Questo è il secondo capitolo del progetto iniziato qui: chiunque può aggiungersi, e partecipare. Questo è il link al romanzo che si va componendo, un capitolo alla volta.
di Gianni De Cecco
Sono un ingegnere civile libero professionista con 36 anni di lavoro alle spalle. Da qualche mese sono andato “anagraficamente” in pensione, ma con lo spirito continuo a portare avanti la mia attività. Sì, purtroppo solo con lo spirito! Tutto ciò che avevo costruito in 36 anni di attività è stato rovinato in poco tempo.
Vorrei raccontare la mia esperienza a partire dal 2006: la società d’ingegneria che avevo fondato nel 1990 aveva circa 40 collaboratori fissi. Capii che per noi sarebbe cominciato un periodo difficile, coinciso con l’inizio della crisi economica.
Conscio della difficile situazione italiana, decisi di prendere la “valigia di cartone” per cercare lavoro all’estero.
Ricevetti la telefonata di un imprenditore friulano, nonché amico, che operava in Guinea Equatoriale. Stava realizzando gli interventi preparatori per la costruzione della nuova capitale immersa nella foresta vergine: Oyala. Avevo una scarsa conoscenza delle lingue straniere, fatta eccezione per il friulano, ma decisi che questo non mi avrebbe fermato per il malessere che provavo, per quello che stava accadendo in Italia (liberalizzazioni senza regole, gare al massimo ribasso) e il presagio di anni difficili.
Nel 2007, a metà luglio, venni informato che l’aereo su cui viaggiava il mio amico imprenditore, era caduto causandone la morte. La mia esperienza in Guinea Equatoriale terminava prematuramente. Nei mesi precedenti, tuttavia, avevo conosciuto Renzo, un imprenditore veronese che operava in Libia e che mi offrì l’opportunità di collaborare con lui per seguire dei lavori in quel Paese. Nonostante la mia società d’ingegneria fosse una delle più importanti della mia regione, il Friuli Venezia Giulia, per operare all’estero aveva bisogno di affiancarsi a imprese di costruzioni. Parlai con un impresario friulano che si rese disponibile a condividere l’opportunità e partii per la Libia.

Record di etichettatura delle forme
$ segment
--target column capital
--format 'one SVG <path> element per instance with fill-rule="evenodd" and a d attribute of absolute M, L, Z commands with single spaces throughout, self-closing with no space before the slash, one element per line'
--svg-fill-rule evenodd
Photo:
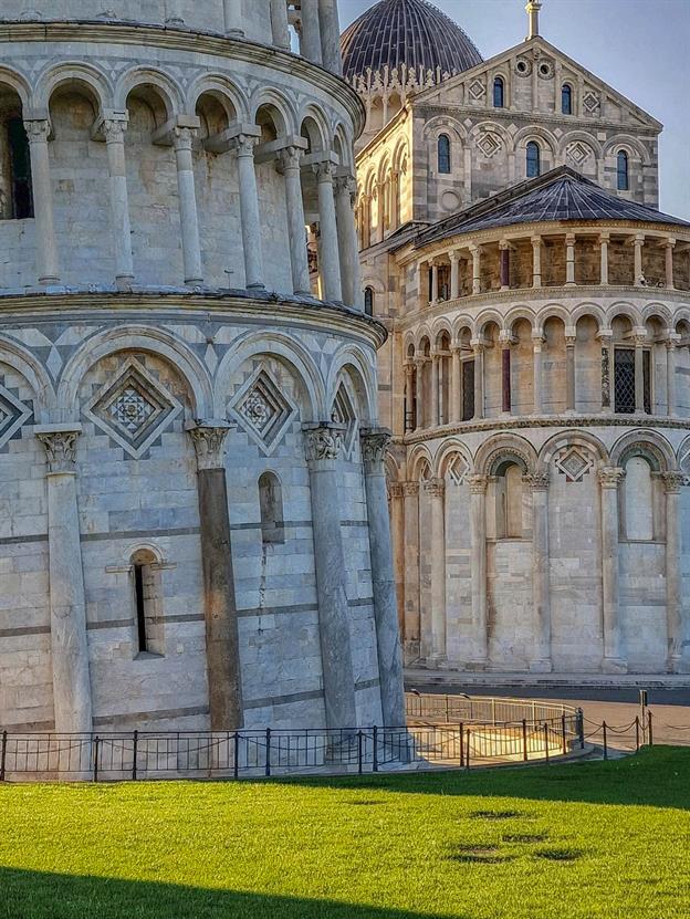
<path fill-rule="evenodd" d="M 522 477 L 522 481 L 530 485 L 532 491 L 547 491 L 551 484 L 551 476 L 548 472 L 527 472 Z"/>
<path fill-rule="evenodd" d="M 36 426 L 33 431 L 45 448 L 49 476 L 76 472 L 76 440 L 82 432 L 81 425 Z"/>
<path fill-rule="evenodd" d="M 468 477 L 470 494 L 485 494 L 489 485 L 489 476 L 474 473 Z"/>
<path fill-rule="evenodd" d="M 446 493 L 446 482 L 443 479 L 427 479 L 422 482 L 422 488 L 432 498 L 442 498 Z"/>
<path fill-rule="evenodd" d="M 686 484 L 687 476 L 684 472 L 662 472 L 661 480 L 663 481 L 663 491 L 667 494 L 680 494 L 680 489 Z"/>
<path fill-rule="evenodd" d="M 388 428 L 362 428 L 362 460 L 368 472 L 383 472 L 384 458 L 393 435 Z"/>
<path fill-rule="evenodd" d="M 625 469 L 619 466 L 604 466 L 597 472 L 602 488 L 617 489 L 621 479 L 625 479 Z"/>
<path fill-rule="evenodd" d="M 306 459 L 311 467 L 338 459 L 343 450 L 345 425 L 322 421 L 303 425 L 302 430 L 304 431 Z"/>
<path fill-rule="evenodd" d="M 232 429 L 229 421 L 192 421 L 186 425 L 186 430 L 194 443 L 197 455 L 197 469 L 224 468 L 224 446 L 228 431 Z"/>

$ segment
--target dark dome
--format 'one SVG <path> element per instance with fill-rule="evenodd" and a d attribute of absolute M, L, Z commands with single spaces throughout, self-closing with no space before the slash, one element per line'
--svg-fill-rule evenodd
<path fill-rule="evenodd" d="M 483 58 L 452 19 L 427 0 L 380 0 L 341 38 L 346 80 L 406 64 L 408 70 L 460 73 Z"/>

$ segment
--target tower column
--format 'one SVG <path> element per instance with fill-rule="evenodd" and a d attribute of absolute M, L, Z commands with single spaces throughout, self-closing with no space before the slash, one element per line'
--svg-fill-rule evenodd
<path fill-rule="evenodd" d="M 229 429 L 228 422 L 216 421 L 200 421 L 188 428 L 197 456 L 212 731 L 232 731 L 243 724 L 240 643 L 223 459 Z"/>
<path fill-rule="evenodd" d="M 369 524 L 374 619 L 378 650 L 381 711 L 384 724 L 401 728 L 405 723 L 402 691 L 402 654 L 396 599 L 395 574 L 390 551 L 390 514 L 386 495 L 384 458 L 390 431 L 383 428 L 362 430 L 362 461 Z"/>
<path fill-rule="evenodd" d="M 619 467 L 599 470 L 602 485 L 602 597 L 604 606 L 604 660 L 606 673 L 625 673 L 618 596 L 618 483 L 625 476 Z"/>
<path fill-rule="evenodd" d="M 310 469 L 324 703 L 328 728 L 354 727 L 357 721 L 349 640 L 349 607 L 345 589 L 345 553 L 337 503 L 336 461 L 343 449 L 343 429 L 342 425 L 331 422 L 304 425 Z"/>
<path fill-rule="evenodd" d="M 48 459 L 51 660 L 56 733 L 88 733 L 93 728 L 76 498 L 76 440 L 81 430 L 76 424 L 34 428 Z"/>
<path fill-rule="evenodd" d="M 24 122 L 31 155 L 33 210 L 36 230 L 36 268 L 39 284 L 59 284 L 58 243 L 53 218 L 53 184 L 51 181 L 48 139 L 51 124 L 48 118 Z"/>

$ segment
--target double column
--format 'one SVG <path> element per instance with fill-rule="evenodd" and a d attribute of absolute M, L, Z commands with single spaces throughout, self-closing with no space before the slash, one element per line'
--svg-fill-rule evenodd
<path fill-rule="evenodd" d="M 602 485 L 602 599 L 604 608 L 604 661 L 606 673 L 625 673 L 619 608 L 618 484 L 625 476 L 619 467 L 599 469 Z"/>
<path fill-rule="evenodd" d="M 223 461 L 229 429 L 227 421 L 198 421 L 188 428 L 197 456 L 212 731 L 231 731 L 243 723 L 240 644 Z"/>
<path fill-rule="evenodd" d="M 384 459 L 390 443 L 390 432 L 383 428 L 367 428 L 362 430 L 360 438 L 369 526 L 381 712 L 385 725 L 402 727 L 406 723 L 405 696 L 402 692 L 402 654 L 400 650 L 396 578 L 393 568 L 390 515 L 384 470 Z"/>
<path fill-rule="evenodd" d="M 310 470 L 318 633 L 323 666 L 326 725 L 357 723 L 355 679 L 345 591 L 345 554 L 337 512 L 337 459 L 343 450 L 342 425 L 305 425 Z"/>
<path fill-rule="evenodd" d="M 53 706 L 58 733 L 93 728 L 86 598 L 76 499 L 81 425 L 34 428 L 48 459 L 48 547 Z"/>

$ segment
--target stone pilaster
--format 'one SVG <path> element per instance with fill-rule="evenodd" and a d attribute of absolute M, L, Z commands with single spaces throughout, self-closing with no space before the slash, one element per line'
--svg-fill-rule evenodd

— Serie di esercizi —
#1 Nel racconto dell'ingegnere, in che anno fu fondata la società d'ingegneria?
#2 Per favore, riprendi il racconto dell'ingegnere dal punto in cui si ferma.
Le righe non hanno alcun ruolo in questo.

— Risposte date —
#1 Nel 1990.

#2
All’inizio del 2008, l’impresario, Renzo, un imprenditore libico di Tripoli ed io costituimmo una società a responsabilità limitata che si proponeva di operare con una branch in Libia. Nel febbraio dello stesso anno, dopo mesi di incontri e contatti, la nostra società e una impresa statale Libica di Al Bayda (Montagne Verdi) costituirono una Joint venture.
Nel luglio 2008 l’HIB (Housing & Infrastructure Board , il ministero delle Infrastrutture libico) affidò alla Joint venture un contratto dell’importo di 433.500.000 lyd (circa 250 milioni di euro) per la progettazione e costruzione di 3mila unità abitative e 86.000 metri quadrati di edifici pubblici. Il contratto riguardava una porzione della nuova città di Sidi Al Hamri che si sarebbe edificata sulle Montagne Verdi, a sud di Al Bayda, e che doveva ospitare circa 70mila abitanti (circa 12mila unità abitative). L’area che doveva accoglierla era adibita a pascolo.
In qualità di socio progettista, all’interno della nostra Società, iniziai l’elaborazione del masterplan sulla base dei rilievi dell’area di oltre 900 ettari. Quando presentai al Ministero libico le prime proposte, la JV fu incaricata della progettazione di tutta la nuova città: dalle infrastrutture agli edifici residenziali e pubblici. Nell’ottobre 2008 la nostra branch venne inoltre incaricata di progettare ed eseguire 180 ettari di infrastrutture della città di Cirene e successivamente di progettare 930 ettari di infrastrutture a Tobruk. Il progetto della nuova città prendeva corpo: nel marzo 2009 fu approvato il masterplan dell’intera città e i modelli degli edifici condominiali (tre modelli) e delle case unifamiliari (quattro modelli).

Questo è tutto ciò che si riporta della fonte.